As is well known, many employers include provisions in employment and severance agreements which are designed to limit former employees’ actions after the employment relationship has ceased. A restrictive covenant is a contractual provision restricting the activities of a former employee or agent or the former owner of a company for a fixed period after the cessation of the employment relationship or after the sale of the company in order to protect the employer’s legitimate business interests.

The following types of provisions, among others, are restrictive covenants:

•non-compete provisions;

•non-solicit provisions (employees, clients);

•no-hire provisions; and  

•“garden leave” provisions.  

Such covenants can be found in a variety of employment-related documents such as:

•employment contracts;

•stock option agreements;

•severance agreements;

•long-term compensation plans; and

•employee manuals.

They are also often contained in agreements governing the sale of a company.

Enforceability of Restrictive Covenants

Generally, restrictive covenants are disfavored due to “powerful considerations of public policy which militate against loss of a man’s livelihood.” Columbia Ribbon & Carbon Mfg. Co., Inc. v. A-1-A Corp., 369 N.E.2d 4, 6 (N.Y. 1977). However, such provisions will be enforced where there is a legitimate interest protected and the scope of the restrictions are narrowly tailored.

What is asked
**1.** List every type of restrictive covenant that the passage on restrictive covenants names as an example.
**2.** Transcribe the portion of the passage on restrictive covenants starting with "They are also" and going on through "are narrowly tailored.".
**3.** Extend the passage on restrictive covenants beyond its final sentence.

Record list
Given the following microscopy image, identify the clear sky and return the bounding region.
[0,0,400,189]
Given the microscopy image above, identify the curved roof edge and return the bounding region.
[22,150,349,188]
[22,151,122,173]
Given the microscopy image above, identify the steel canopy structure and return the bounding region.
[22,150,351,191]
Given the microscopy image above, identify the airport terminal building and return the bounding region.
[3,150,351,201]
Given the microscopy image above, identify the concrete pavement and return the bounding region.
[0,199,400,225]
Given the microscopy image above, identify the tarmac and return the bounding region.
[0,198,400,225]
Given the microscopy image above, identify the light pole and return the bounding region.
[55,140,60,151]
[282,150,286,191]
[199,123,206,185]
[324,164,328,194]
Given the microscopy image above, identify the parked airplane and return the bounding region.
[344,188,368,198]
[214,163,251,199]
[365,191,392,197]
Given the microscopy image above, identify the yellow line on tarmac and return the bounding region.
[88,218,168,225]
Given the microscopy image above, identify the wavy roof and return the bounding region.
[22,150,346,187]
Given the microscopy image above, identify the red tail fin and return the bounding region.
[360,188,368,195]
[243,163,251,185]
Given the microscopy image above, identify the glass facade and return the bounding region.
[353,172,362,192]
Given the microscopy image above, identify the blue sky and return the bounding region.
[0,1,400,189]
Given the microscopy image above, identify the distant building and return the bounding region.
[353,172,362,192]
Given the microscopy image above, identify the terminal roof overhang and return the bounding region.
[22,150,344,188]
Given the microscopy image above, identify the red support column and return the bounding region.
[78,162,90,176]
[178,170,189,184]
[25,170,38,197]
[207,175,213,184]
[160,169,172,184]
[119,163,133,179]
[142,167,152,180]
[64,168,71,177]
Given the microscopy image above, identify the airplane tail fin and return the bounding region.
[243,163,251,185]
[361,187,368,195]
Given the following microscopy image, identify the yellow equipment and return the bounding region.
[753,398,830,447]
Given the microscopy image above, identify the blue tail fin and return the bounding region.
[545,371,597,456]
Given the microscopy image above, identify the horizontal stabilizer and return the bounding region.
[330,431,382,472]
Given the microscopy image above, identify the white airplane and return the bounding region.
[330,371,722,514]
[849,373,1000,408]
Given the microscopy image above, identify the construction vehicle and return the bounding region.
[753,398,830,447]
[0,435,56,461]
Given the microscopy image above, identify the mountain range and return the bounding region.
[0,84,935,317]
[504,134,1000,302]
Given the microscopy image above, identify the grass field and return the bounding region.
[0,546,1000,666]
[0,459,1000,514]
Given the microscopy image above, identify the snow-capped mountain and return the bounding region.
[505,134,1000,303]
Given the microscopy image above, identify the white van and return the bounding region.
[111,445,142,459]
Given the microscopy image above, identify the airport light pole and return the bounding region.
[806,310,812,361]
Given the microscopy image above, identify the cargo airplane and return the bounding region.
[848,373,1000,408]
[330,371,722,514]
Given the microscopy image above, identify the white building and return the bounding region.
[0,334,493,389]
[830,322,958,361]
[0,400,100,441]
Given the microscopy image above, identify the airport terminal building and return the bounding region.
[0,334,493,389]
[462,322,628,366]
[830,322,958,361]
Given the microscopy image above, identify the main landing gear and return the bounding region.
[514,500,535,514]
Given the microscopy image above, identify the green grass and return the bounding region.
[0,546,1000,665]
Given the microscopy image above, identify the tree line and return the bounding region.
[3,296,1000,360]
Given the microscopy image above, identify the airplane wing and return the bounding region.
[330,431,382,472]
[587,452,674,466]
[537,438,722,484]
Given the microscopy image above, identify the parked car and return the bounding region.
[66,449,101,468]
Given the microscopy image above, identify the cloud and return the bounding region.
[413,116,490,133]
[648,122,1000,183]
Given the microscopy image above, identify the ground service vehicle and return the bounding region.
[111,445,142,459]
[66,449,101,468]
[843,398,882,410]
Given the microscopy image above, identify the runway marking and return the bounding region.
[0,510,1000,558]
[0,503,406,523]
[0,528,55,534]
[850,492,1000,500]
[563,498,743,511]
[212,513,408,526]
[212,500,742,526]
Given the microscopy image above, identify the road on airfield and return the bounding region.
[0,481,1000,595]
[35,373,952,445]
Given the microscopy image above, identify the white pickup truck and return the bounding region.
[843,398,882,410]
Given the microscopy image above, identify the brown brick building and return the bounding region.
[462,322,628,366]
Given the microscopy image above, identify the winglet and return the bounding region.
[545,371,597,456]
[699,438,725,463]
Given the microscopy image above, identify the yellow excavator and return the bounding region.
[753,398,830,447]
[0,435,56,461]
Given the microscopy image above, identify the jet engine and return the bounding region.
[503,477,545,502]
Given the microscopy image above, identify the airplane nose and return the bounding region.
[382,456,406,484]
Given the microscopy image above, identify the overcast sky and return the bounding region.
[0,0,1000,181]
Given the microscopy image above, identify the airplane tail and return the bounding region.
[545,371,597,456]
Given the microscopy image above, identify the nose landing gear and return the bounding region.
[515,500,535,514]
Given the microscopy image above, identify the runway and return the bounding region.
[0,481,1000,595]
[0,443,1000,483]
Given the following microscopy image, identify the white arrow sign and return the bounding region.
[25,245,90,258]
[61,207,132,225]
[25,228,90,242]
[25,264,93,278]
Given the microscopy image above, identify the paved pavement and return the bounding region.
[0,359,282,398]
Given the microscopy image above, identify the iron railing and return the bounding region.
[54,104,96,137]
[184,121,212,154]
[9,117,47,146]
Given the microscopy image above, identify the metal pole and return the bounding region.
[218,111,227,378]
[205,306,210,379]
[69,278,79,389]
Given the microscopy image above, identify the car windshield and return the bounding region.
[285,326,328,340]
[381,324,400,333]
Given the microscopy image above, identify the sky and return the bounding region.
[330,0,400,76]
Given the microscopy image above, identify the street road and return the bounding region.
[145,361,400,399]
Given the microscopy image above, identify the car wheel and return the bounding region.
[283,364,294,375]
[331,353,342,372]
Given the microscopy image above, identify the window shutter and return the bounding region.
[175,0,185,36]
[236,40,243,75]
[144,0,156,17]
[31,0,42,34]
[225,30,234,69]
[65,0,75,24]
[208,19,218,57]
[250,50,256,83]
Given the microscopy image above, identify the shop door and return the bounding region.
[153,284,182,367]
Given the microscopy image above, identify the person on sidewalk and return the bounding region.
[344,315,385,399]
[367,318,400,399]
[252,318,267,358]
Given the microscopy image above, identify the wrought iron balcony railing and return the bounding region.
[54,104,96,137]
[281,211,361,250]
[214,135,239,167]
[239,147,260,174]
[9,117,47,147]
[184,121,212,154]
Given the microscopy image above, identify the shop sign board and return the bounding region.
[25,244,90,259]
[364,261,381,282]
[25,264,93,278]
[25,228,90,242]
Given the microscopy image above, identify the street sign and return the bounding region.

Results
**1.**
non-compete provisions
non-solicit provisions (employees, clients)
no-hire provisions
"garden leave" provisions

**2.**
They are also often contained in agreements governing the sale of a company.

Enforceability of Restrictive Covenants

Generally, restrictive covenants are disfavored due to “powerful considerations of public policy which militate against loss of a man’s livelihood.” Columbia Ribbon & Carbon Mfg. Co., Inc. v. A-1-A Corp., 369 N.E.2d 4, 6 (N.Y. 1977). However, such provisions will be enforced where there is a legitimate interest protected and the scope of the restrictions are narrowly tailored.

**3.**
In New York, the test to determine whether a restrictive covenant is reasonable and thus whether it will be enforceable is as follows: “A restraint is reasonable only if it (1) is no greater than is required for the protection of the legitimate interest of the employer; (2) does not impose undue hardship of the employee; and (3) is not injurious to the public.” BDO Seidman v. Hirshberg, 712 N.E.2d 1220, 1227 (N.Y. 1999). 

Legitimate Protectable Interests 

New York courts will enforce non-compete provisions only to the extent necessary to protect an employer’s legitimate interests and where they are reasonable in time and geographic area. Such courts consider the protection of the following kinds of information to be legitimate protectable interests and thus warranting enforcement of a restrictive covenant:

•Trade secrets and other confidential information;

•Protectable Client/Customer Relationships and Information; and

•“Unique and extraordinary” services (which is rarely found to be the case). 

The Scope of Restrictions 

New York courts enforce such restrictions only to the extent reasonable and necessary to protect legitimate interests. To determine whether a restrictive covenant is enforceable, courts analyze their scope along three criteria:

1. Geographic scope of the restriction;

2. Duration of the restriction; and

3. The scope of the business activity impacted.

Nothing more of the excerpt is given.